START DOCUMENT EXCERPT
Emad El-Din Shahin, Associate Professor, American University in Cairo;Visiting Associate Professor, Center for Contemporary Arab Studies, Georgetown University.

Date & Time

Friday
Dec. 9, 2005
10:00am – 11:00am ET

Overview

Emad El-Din Shahin, Associate Professor, American University in Cairo;
Visiting Associate Professor, Center for Contemporary Arab Studies, Georgetown University.

The following is based on the presentation delivered by Emad El-Din Shahin at the Wilson Center on December 9, 2005. The opinions expressed here are those of the author and in no way represent the views or opinions of the Woodrow Wilson International Center for Scholars.

The Muslim Brotherhood, Egypt's mainstream Islamic movement, capitalized on a strong base of support in recent Egyptian Parliamentary elections. Their performance raises questions for the future of democratization in this pace-setting Arab country and raises concerns for U.S. regional policy interests.

The Muslim Brothers won 88 of the country's 454-seat Parliament. Their unprecedented success should not been seen as a destabilizing factor. Rather, the elections present an opportunity for the U.S. to formulate a coherent policy to simultaneously promote democracy in the region and for the possibility of moderate Islamists coming to power democratically.

Various domestic and international organizations have reported serious irregularities that marred the electoral process, such as state-instigated violence, vote-buying, ballot-stuffing, intimidation of voters, attacking judges, and arresting hundreds of supporters of opposition candidates. Yet, the Muslim Brothers managed to secure a sizeable number of seats. The candidates of all the other opposition parties won only 15 seats. With less than 100 seats, the combined opposition still falls short of constituting a threat to the dominance of the state-backed National Democratic Party (NDP), which has been monopolizing power and stalling meaningful democratic reforms for the past 27 years.

These elections remain significant for several reasons. The results have underscored the place of the Muslim Brotherhood as the main opposition force in the country, thus creating an unhealthy polarization between a decaying authoritarian regime on the one hand, and an Islamist movement on the other. They also send a clear message that all the recent attempts to reform the NDP have been meaningless, as it became obvious that the state-backed party does not enjoy the voters' support and had to resort to rigging, violence, and intimidation to secure a majority. The election results show that Egypt lacks a liberal mainstream party at the moment, and despite all attempts to bolster and embolden the secular parties in Egypt, they seem unable to carry the task because of their inner weaknesses, divisions, lack of vision, cooptation by the regime, and loss of credibility.
END DOCUMENT EXCERPT
> [TO DO]
A – Update the passage on Egypt's parliamentary elections, giving everything from "The following is" down to "Center for Scholars." with "presentation" changed to "lecture".
B – According to the passage on Egypt's parliamentary elections, how many seats did the Muslim Brothers win?
START DATA PROVIDED
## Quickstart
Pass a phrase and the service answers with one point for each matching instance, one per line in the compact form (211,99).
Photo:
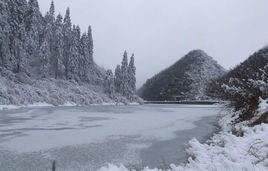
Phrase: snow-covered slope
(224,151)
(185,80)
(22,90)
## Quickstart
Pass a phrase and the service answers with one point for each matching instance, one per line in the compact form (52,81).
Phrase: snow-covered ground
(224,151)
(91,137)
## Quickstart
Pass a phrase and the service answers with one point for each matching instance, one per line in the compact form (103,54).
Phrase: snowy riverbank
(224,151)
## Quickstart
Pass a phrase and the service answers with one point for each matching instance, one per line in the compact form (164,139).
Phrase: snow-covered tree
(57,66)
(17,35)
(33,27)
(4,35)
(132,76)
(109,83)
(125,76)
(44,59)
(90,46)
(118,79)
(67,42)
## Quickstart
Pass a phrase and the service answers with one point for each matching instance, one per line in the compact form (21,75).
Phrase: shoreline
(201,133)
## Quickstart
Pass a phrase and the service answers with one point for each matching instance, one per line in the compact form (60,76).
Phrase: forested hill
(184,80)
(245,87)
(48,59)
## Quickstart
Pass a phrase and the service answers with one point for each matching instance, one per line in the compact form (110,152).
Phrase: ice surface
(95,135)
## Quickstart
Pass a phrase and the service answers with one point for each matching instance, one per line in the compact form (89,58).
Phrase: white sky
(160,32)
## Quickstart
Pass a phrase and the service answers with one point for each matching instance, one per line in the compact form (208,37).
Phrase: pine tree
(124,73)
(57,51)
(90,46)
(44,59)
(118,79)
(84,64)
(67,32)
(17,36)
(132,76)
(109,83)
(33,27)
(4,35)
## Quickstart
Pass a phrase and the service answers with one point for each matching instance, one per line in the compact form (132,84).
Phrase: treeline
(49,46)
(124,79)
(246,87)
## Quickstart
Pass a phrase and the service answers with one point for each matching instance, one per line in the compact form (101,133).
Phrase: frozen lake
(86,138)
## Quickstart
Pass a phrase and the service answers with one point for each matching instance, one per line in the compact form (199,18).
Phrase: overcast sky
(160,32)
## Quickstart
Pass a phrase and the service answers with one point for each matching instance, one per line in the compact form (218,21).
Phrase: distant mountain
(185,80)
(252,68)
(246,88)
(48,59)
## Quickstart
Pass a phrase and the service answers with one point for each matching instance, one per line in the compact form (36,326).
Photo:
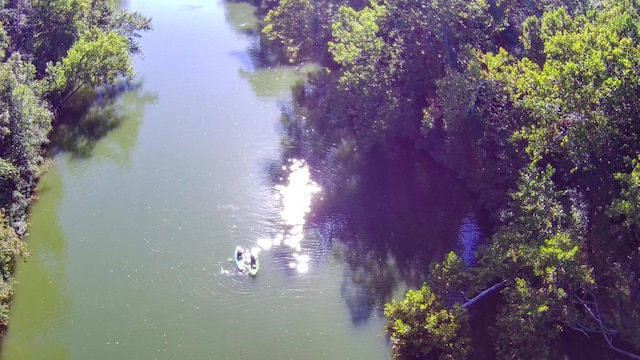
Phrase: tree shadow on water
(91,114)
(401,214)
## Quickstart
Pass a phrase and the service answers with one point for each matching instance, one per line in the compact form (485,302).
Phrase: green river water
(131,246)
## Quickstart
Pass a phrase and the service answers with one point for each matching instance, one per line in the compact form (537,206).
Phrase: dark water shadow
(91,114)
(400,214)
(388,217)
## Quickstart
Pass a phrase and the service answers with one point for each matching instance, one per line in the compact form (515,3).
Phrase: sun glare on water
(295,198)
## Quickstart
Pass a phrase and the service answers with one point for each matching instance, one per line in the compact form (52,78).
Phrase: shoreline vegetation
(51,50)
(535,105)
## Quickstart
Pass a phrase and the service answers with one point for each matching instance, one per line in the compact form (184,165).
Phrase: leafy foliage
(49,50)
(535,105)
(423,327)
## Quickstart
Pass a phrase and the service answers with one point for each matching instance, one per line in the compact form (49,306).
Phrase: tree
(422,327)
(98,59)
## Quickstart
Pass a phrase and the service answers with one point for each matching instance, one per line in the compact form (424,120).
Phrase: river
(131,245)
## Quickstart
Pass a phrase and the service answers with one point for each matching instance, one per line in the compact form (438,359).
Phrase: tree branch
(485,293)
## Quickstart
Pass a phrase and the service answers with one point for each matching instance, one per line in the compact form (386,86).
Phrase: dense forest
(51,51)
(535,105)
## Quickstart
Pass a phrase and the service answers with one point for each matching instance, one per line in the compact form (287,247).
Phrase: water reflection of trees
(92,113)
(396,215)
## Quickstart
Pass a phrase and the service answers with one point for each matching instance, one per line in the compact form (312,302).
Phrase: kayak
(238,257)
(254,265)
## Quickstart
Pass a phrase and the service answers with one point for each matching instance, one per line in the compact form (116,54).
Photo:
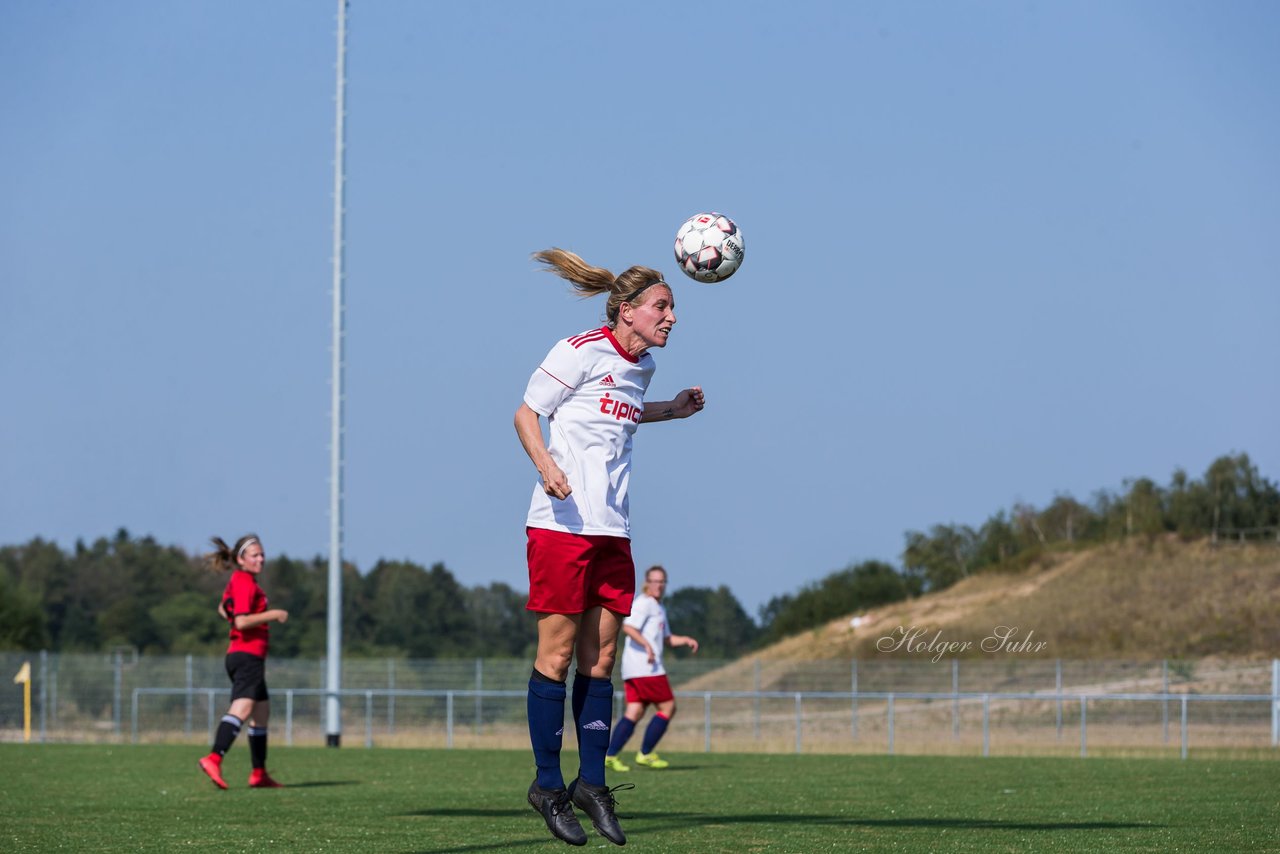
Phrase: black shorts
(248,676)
END DATA PROVIDED
> [WRITTEN RESPONSES]
A –
The following is based on the lecture delivered by Emad El-Din Shahin at the Wilson Center on December 9, 2005. The opinions expressed here are those of the author and in no way represent the views or opinions of the Woodrow Wilson International Center for Scholars.

B – 88 of the Parliament's 454 seats.